• _TASK TO COMPLETE_
Please format every line of the listing below as a JSON list of strings, one string per line, with blank lines left out.

• _DATA SHOWN_
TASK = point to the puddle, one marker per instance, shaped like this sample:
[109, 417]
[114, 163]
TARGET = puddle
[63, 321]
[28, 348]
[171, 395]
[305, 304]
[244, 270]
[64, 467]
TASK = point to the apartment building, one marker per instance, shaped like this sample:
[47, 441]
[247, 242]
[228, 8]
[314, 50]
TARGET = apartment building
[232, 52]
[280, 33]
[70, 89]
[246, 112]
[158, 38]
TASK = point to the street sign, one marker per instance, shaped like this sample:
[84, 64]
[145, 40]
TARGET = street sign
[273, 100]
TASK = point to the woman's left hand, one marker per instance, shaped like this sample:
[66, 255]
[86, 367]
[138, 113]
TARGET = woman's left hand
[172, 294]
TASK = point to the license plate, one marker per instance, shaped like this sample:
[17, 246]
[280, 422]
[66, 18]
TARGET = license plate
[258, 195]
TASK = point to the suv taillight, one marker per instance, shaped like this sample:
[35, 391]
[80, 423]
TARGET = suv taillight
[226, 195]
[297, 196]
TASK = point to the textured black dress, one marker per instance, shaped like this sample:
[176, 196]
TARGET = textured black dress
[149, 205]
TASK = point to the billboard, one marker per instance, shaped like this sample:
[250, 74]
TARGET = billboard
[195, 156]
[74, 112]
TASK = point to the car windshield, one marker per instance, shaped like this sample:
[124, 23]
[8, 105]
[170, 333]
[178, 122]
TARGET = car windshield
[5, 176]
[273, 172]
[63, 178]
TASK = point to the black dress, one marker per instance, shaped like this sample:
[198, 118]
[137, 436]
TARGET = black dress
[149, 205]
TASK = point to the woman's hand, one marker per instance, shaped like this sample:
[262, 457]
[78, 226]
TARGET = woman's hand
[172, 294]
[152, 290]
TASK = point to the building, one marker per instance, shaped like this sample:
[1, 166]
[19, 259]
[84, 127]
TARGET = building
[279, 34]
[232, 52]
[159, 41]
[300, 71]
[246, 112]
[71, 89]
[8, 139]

• _FULL SOLUTION_
[
  "TASK = point to the puddle, one marker per instance, shaped like this sample:",
  "[109, 417]",
  "[114, 163]",
  "TARGET = puddle",
  "[63, 321]",
  "[28, 348]",
  "[171, 395]",
  "[305, 304]",
  "[244, 270]",
  "[64, 467]",
  "TASK = point to the apartment building, one marker per instance, shaped like this sample:",
  "[47, 441]",
  "[247, 242]",
  "[228, 8]",
  "[314, 50]",
  "TARGET = apartment building",
  "[232, 52]",
  "[280, 33]",
  "[70, 89]",
  "[246, 112]",
  "[158, 38]",
  "TASK = point to the street sign, one marker per instance, shaped like this sample:",
  "[84, 64]",
  "[145, 40]",
  "TARGET = street sign",
  "[273, 100]",
  "TASK = point to the woman's left hand, one marker per instance, shaped like this sample:",
  "[66, 255]",
  "[86, 367]",
  "[138, 113]",
  "TARGET = woman's left hand",
  "[172, 294]",
  "TASK = point to the license plate, one marker per instance, shaped like this sample:",
  "[17, 246]",
  "[280, 422]",
  "[66, 18]",
  "TARGET = license plate",
  "[258, 195]",
  "TASK = point to the suv taillight, one marker per instance, shaped like this sample:",
  "[35, 391]",
  "[80, 423]",
  "TARGET = suv taillight",
  "[226, 195]",
  "[297, 196]",
  "TASK = point to the textured black dress, one marker per instance, shaped like this sample:",
  "[176, 196]",
  "TARGET = textured black dress",
  "[149, 205]",
  "TASK = point to the billboard, one marker per instance, shaped like this sample:",
  "[250, 74]",
  "TARGET = billboard",
  "[195, 156]",
  "[74, 112]",
  "TASK = point to the car windshield, one marker per instance, shaped like this sample:",
  "[124, 23]",
  "[8, 105]",
  "[170, 333]",
  "[178, 122]",
  "TARGET = car windshield",
  "[5, 176]",
  "[273, 172]",
  "[63, 178]",
  "TASK = point to the black dress, one marker per instance, shaped like this sample:",
  "[198, 118]",
  "[137, 436]",
  "TARGET = black dress",
  "[149, 205]",
  "TASK = point to the woman's hand, one marker per instance, shaped like this sample:",
  "[262, 457]",
  "[78, 226]",
  "TARGET = woman's hand",
  "[172, 294]",
  "[152, 290]",
  "TASK = point to the building, one marker per instance, shaped like this sample:",
  "[1, 166]",
  "[19, 259]",
  "[84, 127]",
  "TARGET = building",
  "[279, 34]",
  "[232, 52]",
  "[159, 41]",
  "[300, 71]",
  "[246, 112]",
  "[71, 89]",
  "[8, 139]"
]